= EXERCISE AIM =
Please reproduce exactly the line that contains "Exercise. Point to the dog's muzzle" and every line after it through the end of the records below, adding nothing else.
--- START ---
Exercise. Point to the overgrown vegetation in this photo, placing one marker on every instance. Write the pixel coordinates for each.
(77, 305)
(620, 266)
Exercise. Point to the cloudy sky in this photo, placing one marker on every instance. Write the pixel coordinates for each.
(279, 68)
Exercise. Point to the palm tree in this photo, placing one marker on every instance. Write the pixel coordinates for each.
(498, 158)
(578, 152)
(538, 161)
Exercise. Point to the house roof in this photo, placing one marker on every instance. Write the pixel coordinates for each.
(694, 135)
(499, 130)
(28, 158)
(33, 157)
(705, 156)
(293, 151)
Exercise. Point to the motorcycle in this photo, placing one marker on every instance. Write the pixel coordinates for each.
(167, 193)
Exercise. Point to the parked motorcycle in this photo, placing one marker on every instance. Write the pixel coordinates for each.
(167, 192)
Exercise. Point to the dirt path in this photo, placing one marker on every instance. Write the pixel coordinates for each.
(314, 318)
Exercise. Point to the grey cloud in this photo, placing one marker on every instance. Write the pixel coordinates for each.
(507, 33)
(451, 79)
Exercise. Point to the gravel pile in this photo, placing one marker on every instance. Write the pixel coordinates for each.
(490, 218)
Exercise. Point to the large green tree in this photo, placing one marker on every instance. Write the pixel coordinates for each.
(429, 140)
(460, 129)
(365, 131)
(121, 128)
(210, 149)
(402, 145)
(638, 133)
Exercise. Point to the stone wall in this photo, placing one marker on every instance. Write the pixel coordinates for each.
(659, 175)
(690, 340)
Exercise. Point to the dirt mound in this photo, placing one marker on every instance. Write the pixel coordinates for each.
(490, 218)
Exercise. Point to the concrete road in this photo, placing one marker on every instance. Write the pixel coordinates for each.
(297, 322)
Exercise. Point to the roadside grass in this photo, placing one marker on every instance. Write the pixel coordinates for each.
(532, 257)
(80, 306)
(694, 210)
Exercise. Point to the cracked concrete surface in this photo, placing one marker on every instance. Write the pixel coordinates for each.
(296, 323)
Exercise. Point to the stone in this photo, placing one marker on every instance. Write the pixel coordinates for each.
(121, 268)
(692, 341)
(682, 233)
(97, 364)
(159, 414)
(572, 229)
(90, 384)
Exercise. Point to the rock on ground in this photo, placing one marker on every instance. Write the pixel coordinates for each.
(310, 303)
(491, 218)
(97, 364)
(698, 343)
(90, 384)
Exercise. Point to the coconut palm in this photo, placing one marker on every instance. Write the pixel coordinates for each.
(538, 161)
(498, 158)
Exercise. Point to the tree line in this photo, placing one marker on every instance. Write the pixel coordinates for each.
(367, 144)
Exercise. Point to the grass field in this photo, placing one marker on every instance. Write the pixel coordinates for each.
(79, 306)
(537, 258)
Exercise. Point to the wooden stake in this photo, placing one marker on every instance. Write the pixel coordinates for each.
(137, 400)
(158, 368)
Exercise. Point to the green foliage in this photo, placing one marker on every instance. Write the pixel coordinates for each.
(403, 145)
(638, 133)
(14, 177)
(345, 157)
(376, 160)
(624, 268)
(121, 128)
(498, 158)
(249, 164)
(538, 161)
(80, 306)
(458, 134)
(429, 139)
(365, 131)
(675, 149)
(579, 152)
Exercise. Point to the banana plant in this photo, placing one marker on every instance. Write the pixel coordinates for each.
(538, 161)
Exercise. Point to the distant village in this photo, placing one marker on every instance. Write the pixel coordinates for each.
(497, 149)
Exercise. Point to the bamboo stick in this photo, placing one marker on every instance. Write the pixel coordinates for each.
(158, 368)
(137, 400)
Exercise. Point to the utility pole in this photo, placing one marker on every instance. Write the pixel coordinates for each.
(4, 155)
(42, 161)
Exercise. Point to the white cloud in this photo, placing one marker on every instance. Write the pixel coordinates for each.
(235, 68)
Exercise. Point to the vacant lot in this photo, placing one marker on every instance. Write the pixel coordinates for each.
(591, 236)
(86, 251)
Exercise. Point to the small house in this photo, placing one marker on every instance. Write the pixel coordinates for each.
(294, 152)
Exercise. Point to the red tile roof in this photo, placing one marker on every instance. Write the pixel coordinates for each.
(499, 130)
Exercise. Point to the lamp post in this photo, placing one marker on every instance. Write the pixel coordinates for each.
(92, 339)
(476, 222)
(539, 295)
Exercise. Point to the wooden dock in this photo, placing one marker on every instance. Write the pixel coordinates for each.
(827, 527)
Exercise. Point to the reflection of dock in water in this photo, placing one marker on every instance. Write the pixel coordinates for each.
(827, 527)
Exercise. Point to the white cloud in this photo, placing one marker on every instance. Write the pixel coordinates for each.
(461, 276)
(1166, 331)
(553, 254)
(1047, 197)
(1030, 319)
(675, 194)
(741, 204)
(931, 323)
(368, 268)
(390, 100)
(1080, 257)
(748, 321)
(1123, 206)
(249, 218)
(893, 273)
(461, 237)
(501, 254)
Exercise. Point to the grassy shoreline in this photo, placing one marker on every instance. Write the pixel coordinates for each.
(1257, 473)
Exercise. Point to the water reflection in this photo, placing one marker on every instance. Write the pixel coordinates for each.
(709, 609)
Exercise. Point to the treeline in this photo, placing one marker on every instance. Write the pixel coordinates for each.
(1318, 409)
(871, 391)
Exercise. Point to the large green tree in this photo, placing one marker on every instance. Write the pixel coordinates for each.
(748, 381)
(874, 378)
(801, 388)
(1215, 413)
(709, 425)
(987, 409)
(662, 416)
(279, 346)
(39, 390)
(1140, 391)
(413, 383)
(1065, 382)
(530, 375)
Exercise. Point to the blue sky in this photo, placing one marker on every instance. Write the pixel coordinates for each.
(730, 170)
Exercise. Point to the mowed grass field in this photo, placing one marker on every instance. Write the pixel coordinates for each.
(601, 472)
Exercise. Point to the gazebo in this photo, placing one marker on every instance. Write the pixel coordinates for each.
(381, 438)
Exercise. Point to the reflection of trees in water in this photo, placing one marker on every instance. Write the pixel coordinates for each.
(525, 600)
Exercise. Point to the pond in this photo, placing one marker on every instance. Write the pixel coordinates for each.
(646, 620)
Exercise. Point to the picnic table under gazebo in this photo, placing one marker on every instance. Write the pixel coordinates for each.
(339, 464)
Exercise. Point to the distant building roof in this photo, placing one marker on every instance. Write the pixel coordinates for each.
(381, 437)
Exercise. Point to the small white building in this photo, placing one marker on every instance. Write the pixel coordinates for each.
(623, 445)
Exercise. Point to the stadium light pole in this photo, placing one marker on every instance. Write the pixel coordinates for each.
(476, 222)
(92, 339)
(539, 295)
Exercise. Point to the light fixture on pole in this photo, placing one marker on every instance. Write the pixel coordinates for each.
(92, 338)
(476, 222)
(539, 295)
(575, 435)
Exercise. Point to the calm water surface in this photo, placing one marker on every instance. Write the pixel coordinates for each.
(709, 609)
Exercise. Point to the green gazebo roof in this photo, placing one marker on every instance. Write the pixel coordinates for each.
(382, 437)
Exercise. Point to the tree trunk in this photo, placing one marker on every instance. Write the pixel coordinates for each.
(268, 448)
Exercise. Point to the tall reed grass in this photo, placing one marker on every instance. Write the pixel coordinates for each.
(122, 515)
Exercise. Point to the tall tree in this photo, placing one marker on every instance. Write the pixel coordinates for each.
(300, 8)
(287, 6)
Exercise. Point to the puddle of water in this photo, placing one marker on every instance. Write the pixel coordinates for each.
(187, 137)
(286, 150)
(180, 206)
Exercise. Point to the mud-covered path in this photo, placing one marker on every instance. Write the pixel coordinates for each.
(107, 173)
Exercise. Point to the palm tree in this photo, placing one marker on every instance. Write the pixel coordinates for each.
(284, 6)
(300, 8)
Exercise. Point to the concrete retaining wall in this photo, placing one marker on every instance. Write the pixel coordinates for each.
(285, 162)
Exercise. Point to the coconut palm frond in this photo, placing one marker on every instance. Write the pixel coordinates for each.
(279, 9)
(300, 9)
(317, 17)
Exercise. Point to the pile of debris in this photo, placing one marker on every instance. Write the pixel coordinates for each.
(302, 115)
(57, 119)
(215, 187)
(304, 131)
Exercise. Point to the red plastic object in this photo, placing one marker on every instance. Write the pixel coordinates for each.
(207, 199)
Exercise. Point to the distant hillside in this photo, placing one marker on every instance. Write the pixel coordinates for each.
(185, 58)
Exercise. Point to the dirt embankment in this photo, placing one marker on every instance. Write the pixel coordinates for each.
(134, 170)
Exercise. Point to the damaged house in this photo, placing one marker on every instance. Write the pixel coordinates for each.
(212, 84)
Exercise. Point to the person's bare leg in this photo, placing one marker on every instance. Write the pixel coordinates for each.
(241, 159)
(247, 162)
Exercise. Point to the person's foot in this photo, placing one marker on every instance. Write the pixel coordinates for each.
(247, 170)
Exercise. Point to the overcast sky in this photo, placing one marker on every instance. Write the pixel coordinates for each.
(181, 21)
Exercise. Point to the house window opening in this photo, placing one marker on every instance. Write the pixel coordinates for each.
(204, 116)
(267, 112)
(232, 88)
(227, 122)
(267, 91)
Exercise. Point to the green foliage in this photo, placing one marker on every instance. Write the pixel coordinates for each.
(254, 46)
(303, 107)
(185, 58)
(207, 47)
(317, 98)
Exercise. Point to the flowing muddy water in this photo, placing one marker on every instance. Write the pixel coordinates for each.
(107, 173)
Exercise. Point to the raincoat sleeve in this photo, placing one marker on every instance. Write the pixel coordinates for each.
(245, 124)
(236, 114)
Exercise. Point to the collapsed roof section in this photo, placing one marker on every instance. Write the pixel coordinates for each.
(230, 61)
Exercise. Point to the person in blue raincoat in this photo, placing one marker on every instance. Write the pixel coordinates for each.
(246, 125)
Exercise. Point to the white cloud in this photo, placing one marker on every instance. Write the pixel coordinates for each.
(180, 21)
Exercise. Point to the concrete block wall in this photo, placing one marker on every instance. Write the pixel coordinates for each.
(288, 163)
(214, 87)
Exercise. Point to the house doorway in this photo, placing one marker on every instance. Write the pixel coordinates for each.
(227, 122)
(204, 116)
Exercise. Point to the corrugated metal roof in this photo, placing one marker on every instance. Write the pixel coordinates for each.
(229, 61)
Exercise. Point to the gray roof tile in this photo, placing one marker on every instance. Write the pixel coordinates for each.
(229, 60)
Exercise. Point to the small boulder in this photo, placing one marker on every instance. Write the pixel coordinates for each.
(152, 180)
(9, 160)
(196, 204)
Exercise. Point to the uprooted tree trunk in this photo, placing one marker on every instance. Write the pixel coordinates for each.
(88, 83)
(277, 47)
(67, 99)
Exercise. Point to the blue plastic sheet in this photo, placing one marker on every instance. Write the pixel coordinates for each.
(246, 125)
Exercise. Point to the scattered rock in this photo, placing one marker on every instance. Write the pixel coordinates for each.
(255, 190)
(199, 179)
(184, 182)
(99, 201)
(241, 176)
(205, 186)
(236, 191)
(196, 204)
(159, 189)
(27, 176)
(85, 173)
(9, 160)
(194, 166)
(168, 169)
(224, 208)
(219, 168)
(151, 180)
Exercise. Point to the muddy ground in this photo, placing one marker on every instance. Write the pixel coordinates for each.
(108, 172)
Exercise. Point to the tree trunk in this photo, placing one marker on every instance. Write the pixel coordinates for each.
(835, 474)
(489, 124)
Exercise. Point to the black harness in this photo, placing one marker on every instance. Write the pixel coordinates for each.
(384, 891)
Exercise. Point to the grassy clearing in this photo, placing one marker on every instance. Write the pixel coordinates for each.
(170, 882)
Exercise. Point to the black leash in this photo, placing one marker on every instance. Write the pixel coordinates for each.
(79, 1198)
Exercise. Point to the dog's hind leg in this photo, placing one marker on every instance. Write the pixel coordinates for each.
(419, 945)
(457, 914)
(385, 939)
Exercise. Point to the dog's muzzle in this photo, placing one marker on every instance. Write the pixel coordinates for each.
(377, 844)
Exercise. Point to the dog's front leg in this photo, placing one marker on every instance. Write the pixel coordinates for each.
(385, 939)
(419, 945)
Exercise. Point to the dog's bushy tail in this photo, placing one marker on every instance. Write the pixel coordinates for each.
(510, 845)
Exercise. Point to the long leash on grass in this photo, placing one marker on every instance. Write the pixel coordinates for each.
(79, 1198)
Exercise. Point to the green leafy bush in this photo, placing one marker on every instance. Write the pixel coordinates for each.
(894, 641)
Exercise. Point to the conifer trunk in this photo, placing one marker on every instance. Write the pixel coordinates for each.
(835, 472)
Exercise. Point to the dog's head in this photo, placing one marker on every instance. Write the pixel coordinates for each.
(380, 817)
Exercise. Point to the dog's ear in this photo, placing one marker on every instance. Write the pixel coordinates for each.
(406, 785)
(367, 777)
--- END ---
= FINAL ANSWER =
Exercise. Point to the dog's muzzle in this photo, placing one marker on every instance. Write the pixel coordinates for each.
(377, 844)
Exercise. Point to the dog's front leg in this photo, placing one marker on every instance. Write the pixel coordinates for each.
(385, 939)
(419, 945)
Exercise. Point to the dog's bushy tail in this photo, placing one marker on every instance. Write the pixel coordinates for each.
(510, 845)
Exercise. Point to the long leash on grass in this photo, placing one marker on every instance. Write the pixel coordinates for each.
(79, 1198)
Exercise. Point to the green leafy bush in this photo, placing one marker on every instance. Write the pixel coordinates for each.
(894, 641)
Exercise. Point to the conifer trunk in this photo, placing one marker on every instance. Write the pixel coordinates for each.
(835, 472)
Exercise. Point to the dog's head in this photo, placing one marker on every instance. Write the pixel coordinates for each.
(380, 817)
Exercise. Point to the dog's ear in this photo, placing one marker on every instance. Write the pixel coordinates for each.
(406, 785)
(367, 777)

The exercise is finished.